TASK BRIEF:
Count the lines in the listing below that contain the string "rainbow", treating uppercase and lowercase letters as distinct, and reply with that number alone.

## begin RECORDS PROVIDED

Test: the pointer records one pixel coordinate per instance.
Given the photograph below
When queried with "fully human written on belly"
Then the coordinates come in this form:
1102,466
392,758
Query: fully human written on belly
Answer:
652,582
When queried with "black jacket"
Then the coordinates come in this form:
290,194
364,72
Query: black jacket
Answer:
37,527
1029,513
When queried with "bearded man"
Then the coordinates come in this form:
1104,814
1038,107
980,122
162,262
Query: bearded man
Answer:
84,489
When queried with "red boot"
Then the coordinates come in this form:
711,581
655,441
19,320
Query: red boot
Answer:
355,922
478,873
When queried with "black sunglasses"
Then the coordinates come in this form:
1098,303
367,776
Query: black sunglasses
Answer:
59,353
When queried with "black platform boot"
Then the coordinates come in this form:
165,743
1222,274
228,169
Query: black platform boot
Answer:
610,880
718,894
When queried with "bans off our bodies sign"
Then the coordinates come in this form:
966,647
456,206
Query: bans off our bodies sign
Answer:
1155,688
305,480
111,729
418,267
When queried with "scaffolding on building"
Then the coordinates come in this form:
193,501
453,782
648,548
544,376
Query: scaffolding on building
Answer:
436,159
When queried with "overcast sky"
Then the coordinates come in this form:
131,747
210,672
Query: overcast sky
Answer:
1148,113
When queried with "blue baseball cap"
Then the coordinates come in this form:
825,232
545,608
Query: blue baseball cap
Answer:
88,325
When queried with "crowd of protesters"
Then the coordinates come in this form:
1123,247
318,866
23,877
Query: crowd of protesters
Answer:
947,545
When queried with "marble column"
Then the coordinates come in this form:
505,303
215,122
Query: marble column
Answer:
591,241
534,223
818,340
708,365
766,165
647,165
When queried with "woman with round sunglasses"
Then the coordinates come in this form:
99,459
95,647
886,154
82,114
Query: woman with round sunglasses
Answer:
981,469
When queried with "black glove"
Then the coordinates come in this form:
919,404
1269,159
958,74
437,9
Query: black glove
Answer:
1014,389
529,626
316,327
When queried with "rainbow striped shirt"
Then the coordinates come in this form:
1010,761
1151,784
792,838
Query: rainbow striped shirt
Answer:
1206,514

## end RECORDS PROVIDED

EXERCISE SOLUTION:
2